→ **THE TASKS**:
**a.** From the Maputo timeline, reproduce word for word the stretch from "1940 - Maputo" through "de Moçambique established.".
**b.** In the Maputo timeline, condense the section headed "Prior to 20th century" into a few short sentences, keeping every year and event.
**c.** Answer these questions using the Maputo timeline:
(i) In what year did trams begin operating?
(ii) On what date was the city renamed "Maputo"?
(iii) Who became president of the city executive council in 1982?

The following is a timeline of the history of the city of Maputo, Mozambique (until 1976 known as Lourenço Marques).

Prior to 20th century
 1544 - Portuguese Lourenço Marques explores Maputo Bay.
 1787 - Fortress built by Portuguese.
 1885 - Vasco de Gama Gardens laid out.
 1892 - O Commercio de Lourenço Marques begins publication.
 1895 - Pretoria-Lourenço Marques railway built.
 1898 - Capital of Portuguese Mozambique moves to Lourenço Marques from the Island of Mozambique.

20th century

 1904
 Trams begin operating.
 Population: 9,849.
 1912 - Population: 13,353.
 1916 - Central Train Station built.
 1918 - O Brado Africano begins publication.
 1922 - Hotel Polano built.
 1934 - Arquivo Historico de Moçambique headquartered in city.
 1935 - Population: 47,390 (estimate).
 1940 - Maputo Airport terminal built.
 1944 - Cathedral of Our Lady of the Immaculate Conception built.
 1950 - Population: 93,516.
 1955 - Sport Lourenço Marques e Benfica formed.
 1961 - National Library of Mozambique established.
 1962 - Estudos Gerais Universitários de Moçambique established.
 1968 - Estádio Salazar inaugurated in Matola.

1970s-1990s

 1970
 Tempo magazine begins publication.
 Population: 383,775 urban agglomeration.
 1974 - 24 September: Mozambique Liberation Front in power.
 1974 - Alberto Massavanhane designated by FRELIMO as the first President of the Executive Council
 1975 - City becomes part of the People's Republic of Mozambique.
 1976
 3 February: City renamed "Maputo."
 Nationalization occurs.
 1977
 Bank of Mozambique, Mozambican Youth Organisation, and Centro Nacional de Documentação e Informação de Moçambique headquartered in city.
 February: City hosts African Conference on Cinema.
 1978 - City administration by "Câmara Municipal" (city council) replaced by "Conselho Executivo" (executive council).
 1980
 City granted provincial status.
 António Hama Thay becomes president of city executive council.
 1982 - Gaspar Horácio Mateus Zimba becomes president of city executive council.
 1983
 "Jobless" moved from city.
 23 May: Attack by South African Air Force.
 Alberto Massavanhane becomes president of city executive council.

→ **EXCERPTED RECORDS**:
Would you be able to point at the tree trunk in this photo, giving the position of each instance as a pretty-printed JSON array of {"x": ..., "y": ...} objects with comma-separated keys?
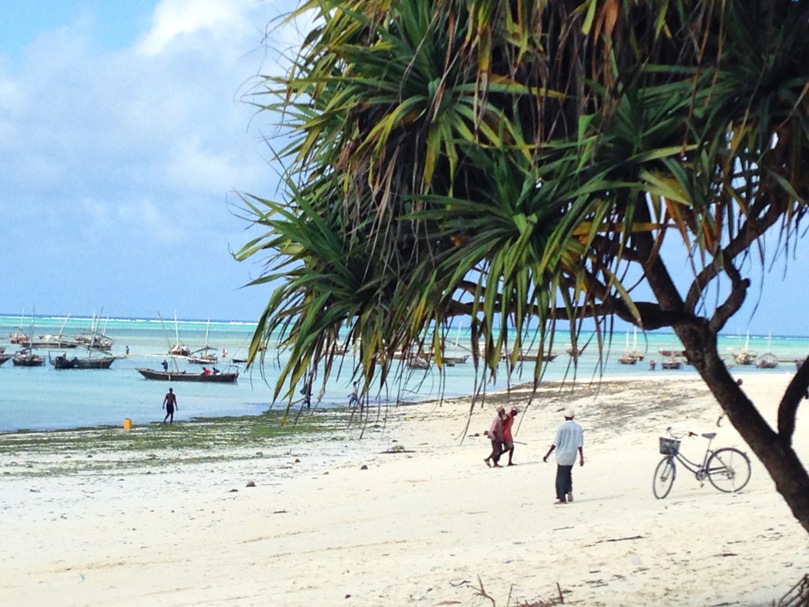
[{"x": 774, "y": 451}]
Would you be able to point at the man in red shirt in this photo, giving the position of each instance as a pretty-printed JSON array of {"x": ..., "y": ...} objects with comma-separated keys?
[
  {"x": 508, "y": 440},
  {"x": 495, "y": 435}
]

--

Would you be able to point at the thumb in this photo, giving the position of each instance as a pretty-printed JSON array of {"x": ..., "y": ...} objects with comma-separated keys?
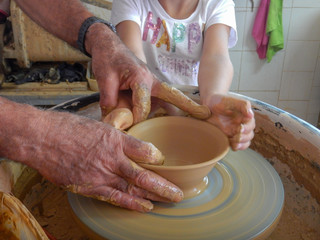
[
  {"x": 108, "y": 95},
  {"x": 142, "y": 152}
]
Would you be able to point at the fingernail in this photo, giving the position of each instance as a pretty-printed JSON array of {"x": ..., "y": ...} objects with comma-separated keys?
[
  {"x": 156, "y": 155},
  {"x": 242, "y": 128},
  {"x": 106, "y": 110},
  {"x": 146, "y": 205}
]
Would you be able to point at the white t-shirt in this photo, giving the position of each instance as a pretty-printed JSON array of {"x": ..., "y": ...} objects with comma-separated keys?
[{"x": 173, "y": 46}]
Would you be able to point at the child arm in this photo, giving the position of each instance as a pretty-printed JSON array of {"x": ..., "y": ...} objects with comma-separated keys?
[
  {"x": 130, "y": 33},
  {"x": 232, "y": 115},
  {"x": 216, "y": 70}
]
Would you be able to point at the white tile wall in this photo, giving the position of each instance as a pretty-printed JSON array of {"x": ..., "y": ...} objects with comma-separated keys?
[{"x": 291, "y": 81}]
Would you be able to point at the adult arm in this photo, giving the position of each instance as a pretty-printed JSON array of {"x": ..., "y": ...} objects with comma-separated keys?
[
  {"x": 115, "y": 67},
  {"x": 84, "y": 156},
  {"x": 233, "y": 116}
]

→ **TASK SOLUTIONS**:
**a.**
1940 - Maputo Airport terminal built.
 1944 - Cathedral of Our Lady of the Immaculate Conception built.
 1950 - Population: 93,516.
 1955 - Sport Lourenço Marques e Benfica formed.
 1961 - National Library of Mozambique established.
 1962 - Estudos Gerais Universitários de Moçambique established.

**b.** In 1544 the Portuguese explorer Lourenço Marques explored Maputo Bay, and in 1787 the Portuguese built a fortress. The Vasco de Gama Gardens were laid out in 1885, and O Commercio de Lourenço Marques began publication in 1892. The Pretoria-Lourenço Marques railway was built in 1895. In 1898 the capital of Portuguese Mozambique moved to Lourenço Marques from the Island of Mozambique.

**c.**
(i) 1904
(ii) 3 February 1976
(iii) Gaspar Horácio Mateus Zimba